§ **Exercise requirements**: Output every line below exactly.

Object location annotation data
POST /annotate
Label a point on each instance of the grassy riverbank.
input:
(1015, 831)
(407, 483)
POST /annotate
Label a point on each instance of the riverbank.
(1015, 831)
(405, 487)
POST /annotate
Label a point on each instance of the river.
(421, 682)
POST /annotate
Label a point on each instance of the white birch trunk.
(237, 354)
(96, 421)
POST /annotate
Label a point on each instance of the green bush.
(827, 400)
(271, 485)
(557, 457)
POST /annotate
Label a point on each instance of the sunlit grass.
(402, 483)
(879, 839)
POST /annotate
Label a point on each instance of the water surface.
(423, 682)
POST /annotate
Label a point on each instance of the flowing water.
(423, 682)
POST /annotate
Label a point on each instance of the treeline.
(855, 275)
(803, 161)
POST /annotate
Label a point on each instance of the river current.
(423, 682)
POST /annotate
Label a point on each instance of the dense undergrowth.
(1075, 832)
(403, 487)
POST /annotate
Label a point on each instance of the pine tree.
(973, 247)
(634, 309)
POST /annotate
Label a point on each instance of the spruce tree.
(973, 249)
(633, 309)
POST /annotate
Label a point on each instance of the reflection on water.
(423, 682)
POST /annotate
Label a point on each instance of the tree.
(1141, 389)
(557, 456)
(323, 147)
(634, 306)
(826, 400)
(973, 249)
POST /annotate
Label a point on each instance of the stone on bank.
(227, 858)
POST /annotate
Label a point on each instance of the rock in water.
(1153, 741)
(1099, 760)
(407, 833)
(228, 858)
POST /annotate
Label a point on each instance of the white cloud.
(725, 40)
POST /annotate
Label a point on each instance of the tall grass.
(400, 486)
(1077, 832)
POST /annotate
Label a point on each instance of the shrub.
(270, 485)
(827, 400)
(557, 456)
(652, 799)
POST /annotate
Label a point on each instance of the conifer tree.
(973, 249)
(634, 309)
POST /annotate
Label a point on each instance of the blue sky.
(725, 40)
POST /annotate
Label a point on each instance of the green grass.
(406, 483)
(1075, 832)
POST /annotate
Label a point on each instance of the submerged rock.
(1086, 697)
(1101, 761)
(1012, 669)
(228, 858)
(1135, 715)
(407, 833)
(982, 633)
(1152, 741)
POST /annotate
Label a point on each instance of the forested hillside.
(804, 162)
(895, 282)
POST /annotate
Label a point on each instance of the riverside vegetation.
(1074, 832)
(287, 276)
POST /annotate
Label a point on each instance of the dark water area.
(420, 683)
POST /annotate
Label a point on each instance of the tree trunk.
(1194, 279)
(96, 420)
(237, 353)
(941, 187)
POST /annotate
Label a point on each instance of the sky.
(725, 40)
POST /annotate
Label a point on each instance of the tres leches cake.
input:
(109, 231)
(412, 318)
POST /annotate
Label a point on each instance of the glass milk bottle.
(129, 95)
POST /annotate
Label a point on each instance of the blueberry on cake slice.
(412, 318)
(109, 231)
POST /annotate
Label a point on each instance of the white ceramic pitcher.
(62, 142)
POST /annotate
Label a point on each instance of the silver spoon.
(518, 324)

§ **Right answer**:
POST /annotate
Label a point on each instance of the grassy riverbank.
input:
(1015, 831)
(407, 483)
POST /annotate
Label a point on each instance of the riverbank.
(1015, 831)
(405, 487)
POST /annotate
Label a point on each instance of the river.
(421, 682)
POST /annotate
Label a point on each instance of the white birch trunk.
(237, 354)
(96, 421)
POST /annotate
Label a point on each instance of the green bush.
(827, 400)
(271, 485)
(557, 457)
POST /annotate
Label a point on each instance of the sunlit grass.
(402, 483)
(879, 839)
POST /annotate
Label a point on each instance of the water surface.
(423, 682)
POST /annotate
Label a point on each instance of the flowing water.
(423, 682)
POST /annotate
Label a point on each instance of the treeline.
(855, 275)
(803, 161)
POST /annotate
Label a point on each instance of the river current.
(423, 682)
POST /annotate
Label a point on each instance of the dense undergrowth.
(1075, 832)
(403, 487)
POST /annotate
Label a point on each instance of the pine tree.
(973, 247)
(634, 309)
POST /annotate
Label a point on each instance of the spruce tree.
(973, 249)
(633, 309)
POST /annotate
Label a point on each instance of the reflection on water.
(423, 682)
POST /annotate
Label a point on each instance of the tree.
(1141, 389)
(557, 456)
(323, 147)
(634, 306)
(826, 400)
(973, 249)
POST /annotate
Label a point on each instance of the stone on bank.
(227, 858)
POST /annotate
Label a point on each instance of the rock in water.
(1153, 741)
(1099, 760)
(407, 833)
(228, 858)
POST /annotate
Label a point on each instance of the white cloud.
(725, 40)
POST /annotate
Label a point on each instance of the tall grass.
(400, 486)
(1077, 832)
POST /annotate
Label a point on each instance of the shrub.
(270, 485)
(827, 400)
(557, 456)
(652, 799)
POST /annotate
Label a point on each instance of the conifer tree.
(973, 249)
(634, 309)
POST /annotate
Label a point on each instance of the blue sky.
(725, 40)
POST /annotate
Label a point on each instance of the green grass.
(406, 483)
(1075, 832)
POST /annotate
Label a point on each instance of the submerged rock.
(1086, 697)
(1101, 761)
(1012, 669)
(228, 858)
(1135, 715)
(407, 833)
(982, 633)
(1152, 741)
POST /annotate
Label a point on each instance of the forested hillside.
(804, 162)
(895, 282)
POST /annotate
Label a point on each instance of the riverside vegetation.
(1074, 832)
(287, 276)
POST /annotate
Label a point on each instance of the dark water area.
(420, 683)
POST /annotate
Label a point on each instance of the tree trunk.
(1194, 279)
(96, 420)
(237, 353)
(941, 187)
POST /annotate
Label a point on each instance of the sky.
(725, 40)
POST /annotate
Label a point on each instance of the tres leches cake.
input:
(109, 231)
(412, 318)
POST /annotate
Label a point on each instance of the glass milk bottle.
(129, 95)
POST /annotate
Label a point on each instance of the blueberry on cake slice.
(412, 318)
(109, 231)
POST /annotate
Label a point on each instance of the white ceramic pitcher.
(62, 142)
POST /annotate
Label a point on each instance of the silver spoon.
(518, 324)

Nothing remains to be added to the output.